EXERCISE INSTRUCTIONS. Please copy the listing below word for word, from the line containing "of the firewood" to the line containing "75;217;391;266", including both of those lines.
○ ○ ○ ○
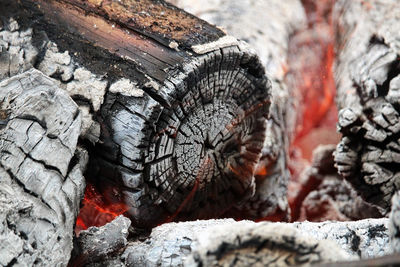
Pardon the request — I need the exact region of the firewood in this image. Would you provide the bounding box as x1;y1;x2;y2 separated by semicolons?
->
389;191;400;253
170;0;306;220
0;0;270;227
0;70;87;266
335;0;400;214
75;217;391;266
○ ○ ○ ○
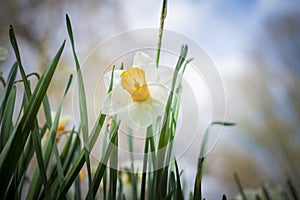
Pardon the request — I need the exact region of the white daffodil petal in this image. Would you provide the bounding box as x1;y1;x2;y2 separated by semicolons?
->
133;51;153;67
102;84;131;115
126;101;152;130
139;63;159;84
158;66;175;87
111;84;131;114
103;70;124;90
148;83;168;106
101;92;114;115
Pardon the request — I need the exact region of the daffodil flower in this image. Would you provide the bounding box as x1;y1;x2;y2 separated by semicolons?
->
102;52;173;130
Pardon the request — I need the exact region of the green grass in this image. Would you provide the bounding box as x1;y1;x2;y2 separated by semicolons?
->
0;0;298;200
○ ○ ○ ○
REPLY.
Pardon the request — I need the exact region of the firewood in this image. Would you provide the bounding box as x1;y1;x2;y2 separated by semicolons?
->
389;191;400;253
170;0;306;220
0;0;270;227
0;70;87;266
335;0;400;214
75;217;391;266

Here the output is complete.